TASK STATEMENT: Reproduce the data from the line containing "Given the scene depicted in the image, detect the brown" through the end, substituting "stacked stone wall" for "stone veneer wall" and leaving everything else unchanged.

DATA FOR THE TASK:
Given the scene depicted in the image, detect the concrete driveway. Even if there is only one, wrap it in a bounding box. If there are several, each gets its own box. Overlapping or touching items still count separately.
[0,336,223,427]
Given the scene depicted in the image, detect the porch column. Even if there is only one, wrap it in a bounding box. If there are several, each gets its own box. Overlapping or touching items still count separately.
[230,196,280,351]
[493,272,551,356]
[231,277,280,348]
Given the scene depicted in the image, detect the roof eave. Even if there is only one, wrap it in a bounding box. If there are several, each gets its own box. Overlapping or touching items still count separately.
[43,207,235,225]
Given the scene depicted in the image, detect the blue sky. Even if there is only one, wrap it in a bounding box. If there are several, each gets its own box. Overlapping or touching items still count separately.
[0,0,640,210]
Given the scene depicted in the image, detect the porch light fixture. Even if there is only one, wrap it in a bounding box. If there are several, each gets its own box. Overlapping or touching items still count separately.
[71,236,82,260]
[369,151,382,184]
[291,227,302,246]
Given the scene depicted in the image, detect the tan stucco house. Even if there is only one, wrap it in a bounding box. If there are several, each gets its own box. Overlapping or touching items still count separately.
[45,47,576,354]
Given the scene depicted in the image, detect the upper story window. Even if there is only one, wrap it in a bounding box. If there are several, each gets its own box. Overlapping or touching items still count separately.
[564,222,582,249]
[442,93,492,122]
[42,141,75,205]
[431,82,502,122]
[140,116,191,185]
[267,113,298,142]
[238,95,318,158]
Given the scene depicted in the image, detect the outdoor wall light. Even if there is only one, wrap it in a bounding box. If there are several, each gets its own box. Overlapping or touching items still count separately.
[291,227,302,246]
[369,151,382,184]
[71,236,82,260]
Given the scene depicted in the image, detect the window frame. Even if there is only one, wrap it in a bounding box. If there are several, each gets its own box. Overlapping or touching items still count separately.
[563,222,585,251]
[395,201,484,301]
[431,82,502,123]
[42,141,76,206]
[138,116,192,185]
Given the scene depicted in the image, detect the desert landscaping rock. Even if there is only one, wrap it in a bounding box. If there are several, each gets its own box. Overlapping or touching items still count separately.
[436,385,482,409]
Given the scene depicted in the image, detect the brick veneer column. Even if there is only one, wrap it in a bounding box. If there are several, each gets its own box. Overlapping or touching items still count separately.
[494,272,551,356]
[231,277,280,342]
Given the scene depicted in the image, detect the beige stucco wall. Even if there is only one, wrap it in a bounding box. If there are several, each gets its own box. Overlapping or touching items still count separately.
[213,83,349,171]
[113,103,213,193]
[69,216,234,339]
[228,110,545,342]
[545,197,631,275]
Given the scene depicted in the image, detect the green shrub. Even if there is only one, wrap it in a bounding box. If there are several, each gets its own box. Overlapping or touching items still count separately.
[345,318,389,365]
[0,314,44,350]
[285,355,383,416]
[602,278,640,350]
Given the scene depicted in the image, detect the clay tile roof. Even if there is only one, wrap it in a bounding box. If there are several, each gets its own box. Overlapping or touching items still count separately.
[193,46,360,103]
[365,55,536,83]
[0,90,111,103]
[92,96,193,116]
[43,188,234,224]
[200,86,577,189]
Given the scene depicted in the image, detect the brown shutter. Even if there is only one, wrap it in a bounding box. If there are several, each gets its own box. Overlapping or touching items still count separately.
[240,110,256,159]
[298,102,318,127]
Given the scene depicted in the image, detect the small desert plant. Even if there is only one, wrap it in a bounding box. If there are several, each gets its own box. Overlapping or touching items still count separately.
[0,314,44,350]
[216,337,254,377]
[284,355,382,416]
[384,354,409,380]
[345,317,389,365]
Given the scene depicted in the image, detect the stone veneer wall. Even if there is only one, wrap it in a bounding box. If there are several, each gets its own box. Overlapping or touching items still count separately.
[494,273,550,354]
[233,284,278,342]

EXERCISE RESPONSE:
Given the scene depicted in the image, detect the brown shutter. Even if there is only one, wrap it in a bounding box. If there are several, each gets its own box. Overlapping or touching items still count separately.
[240,110,256,159]
[298,102,318,127]
Given the scene depicted in the image, detect the small desert plant. Even if there is only one, wrap it in a bounding box. If there are several, each gets its own box. Overlapping or touching items still count separately.
[0,314,44,350]
[216,337,254,377]
[284,355,382,416]
[384,354,409,380]
[345,317,389,365]
Given the scene depicted in the image, detect the stacked stone wall. Even if there is only one, wrap it in a bounding box. If there are several, each gets its own box. Overlapping or touching items still count separately.
[494,273,550,354]
[233,284,278,342]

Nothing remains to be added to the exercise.